[Start of section]

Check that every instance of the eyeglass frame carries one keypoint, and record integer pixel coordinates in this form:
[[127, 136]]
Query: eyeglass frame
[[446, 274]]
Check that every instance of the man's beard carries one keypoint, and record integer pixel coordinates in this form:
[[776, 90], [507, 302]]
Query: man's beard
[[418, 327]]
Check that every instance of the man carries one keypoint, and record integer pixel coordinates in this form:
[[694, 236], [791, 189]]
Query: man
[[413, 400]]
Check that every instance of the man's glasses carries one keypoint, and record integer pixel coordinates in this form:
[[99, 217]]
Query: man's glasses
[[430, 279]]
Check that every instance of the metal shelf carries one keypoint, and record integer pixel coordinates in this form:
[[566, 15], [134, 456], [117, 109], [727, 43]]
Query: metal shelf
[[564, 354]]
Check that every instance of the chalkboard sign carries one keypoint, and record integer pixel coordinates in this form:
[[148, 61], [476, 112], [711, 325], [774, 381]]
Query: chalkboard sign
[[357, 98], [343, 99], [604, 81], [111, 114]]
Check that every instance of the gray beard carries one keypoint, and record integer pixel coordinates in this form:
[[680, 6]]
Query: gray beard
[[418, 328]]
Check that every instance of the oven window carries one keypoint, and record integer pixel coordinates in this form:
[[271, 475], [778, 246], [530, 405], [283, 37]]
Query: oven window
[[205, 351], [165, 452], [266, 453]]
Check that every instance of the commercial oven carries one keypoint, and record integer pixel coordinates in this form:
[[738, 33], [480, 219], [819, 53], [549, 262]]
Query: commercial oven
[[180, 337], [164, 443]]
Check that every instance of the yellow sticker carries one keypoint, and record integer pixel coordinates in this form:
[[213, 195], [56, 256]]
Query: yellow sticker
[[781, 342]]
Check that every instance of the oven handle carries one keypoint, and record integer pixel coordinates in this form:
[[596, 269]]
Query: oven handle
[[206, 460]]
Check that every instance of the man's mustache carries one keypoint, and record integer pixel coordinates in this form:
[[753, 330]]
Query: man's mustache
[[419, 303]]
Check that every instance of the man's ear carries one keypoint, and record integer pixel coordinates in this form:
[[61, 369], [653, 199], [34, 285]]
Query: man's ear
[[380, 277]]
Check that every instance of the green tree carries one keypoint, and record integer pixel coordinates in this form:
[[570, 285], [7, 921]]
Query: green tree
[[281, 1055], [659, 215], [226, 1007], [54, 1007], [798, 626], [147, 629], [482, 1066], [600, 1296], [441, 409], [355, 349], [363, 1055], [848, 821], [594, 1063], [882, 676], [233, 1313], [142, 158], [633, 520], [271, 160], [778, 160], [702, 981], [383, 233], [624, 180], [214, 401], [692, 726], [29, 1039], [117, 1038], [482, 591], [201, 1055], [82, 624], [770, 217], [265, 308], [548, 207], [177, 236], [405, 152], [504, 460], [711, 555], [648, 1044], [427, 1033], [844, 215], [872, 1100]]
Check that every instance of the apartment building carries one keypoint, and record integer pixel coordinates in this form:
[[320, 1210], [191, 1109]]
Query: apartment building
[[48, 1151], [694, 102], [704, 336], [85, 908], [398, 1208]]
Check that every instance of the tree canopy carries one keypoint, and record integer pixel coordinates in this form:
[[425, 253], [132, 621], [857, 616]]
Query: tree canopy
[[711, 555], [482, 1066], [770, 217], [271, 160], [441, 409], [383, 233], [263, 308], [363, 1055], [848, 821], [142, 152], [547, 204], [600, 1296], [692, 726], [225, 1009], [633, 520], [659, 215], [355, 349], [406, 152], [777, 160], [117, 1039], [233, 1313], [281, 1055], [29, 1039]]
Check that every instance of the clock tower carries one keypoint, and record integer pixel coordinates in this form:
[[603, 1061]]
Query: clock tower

[End of section]

Action item:
Go through the entries and return each line where the word "tower" occurs.

Answer area:
Check that every instance of the clock tower carries one keypoint, and record integer pixel coordinates in this form:
Query: clock tower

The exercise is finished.